» **GIVEN INSTRUCTION**
Rewrite all of the data below, substituting "one for each instance" for each occurrence of "one per instance" and leaving everything else unchanged.

» **MATERIAL TO PROCESS**
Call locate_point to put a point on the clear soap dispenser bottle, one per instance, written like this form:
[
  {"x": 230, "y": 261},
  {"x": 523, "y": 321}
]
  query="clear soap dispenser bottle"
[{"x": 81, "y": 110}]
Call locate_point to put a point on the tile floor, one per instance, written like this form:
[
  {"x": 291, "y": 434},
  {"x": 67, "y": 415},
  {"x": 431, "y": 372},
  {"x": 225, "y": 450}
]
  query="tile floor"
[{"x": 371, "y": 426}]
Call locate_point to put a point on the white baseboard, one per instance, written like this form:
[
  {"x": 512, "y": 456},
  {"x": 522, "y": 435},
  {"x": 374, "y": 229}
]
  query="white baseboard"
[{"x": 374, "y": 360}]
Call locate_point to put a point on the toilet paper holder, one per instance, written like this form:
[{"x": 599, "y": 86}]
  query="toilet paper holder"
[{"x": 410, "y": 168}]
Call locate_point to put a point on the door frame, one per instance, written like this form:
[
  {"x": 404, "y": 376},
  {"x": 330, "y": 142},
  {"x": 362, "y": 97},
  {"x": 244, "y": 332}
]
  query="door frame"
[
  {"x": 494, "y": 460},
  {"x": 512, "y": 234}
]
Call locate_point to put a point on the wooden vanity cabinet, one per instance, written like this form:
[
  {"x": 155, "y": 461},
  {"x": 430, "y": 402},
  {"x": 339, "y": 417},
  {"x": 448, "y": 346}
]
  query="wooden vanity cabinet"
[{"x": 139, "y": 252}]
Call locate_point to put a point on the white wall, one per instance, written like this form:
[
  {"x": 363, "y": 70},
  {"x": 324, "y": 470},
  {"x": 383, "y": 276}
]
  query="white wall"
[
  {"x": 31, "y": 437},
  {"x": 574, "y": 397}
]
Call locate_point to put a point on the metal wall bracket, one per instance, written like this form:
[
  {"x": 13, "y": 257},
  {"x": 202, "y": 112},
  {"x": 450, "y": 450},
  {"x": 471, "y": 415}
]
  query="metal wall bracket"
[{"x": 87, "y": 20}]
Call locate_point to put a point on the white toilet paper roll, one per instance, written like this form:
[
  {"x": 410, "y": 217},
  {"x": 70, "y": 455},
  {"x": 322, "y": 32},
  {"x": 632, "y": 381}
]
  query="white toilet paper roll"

» **FINAL RESULT**
Call locate_point to put a point on the clear soap dispenser bottle, one for each instance, written like this form:
[
  {"x": 230, "y": 261},
  {"x": 523, "y": 321}
]
  query="clear soap dispenser bottle"
[{"x": 81, "y": 110}]
Call locate_point to put a point on the tile floor, one for each instance, written like this form:
[
  {"x": 291, "y": 434},
  {"x": 67, "y": 415},
  {"x": 431, "y": 372},
  {"x": 225, "y": 450}
]
  query="tile floor"
[{"x": 371, "y": 426}]
Call locate_point to put a point on the white baseboard, one for each instance, written like this form:
[
  {"x": 512, "y": 456},
  {"x": 522, "y": 435},
  {"x": 374, "y": 229}
]
  query="white baseboard"
[{"x": 374, "y": 360}]
Call locate_point to put a point on the toilet paper holder, one for each instance, written like this form:
[{"x": 599, "y": 86}]
  query="toilet paper holder"
[{"x": 410, "y": 168}]
Call locate_point to put a point on the door frame, one for each instance, written like this form:
[
  {"x": 404, "y": 376},
  {"x": 330, "y": 142},
  {"x": 362, "y": 97},
  {"x": 244, "y": 332}
]
  query="door frame"
[
  {"x": 494, "y": 460},
  {"x": 512, "y": 234}
]
Call locate_point to put a point on the wooden vanity cabinet, one for each instance, written like this form:
[
  {"x": 155, "y": 461},
  {"x": 430, "y": 402},
  {"x": 339, "y": 417},
  {"x": 448, "y": 346}
]
  query="wooden vanity cabinet"
[{"x": 139, "y": 252}]
Call locate_point to put a point on the white wall, one for each instance, written like this form:
[
  {"x": 363, "y": 70},
  {"x": 324, "y": 470},
  {"x": 383, "y": 276}
]
  query="white wall"
[
  {"x": 31, "y": 437},
  {"x": 574, "y": 397}
]
Call locate_point to put a point on the metal wall bracket, one for each instance, written like this form:
[
  {"x": 13, "y": 257},
  {"x": 202, "y": 112},
  {"x": 450, "y": 450},
  {"x": 471, "y": 415}
]
  query="metal wall bracket"
[{"x": 87, "y": 20}]
Call locate_point to put a point on the white toilet paper roll, one for each instance, written like this form:
[
  {"x": 410, "y": 217},
  {"x": 70, "y": 455},
  {"x": 322, "y": 32},
  {"x": 632, "y": 381}
]
  query="white toilet paper roll"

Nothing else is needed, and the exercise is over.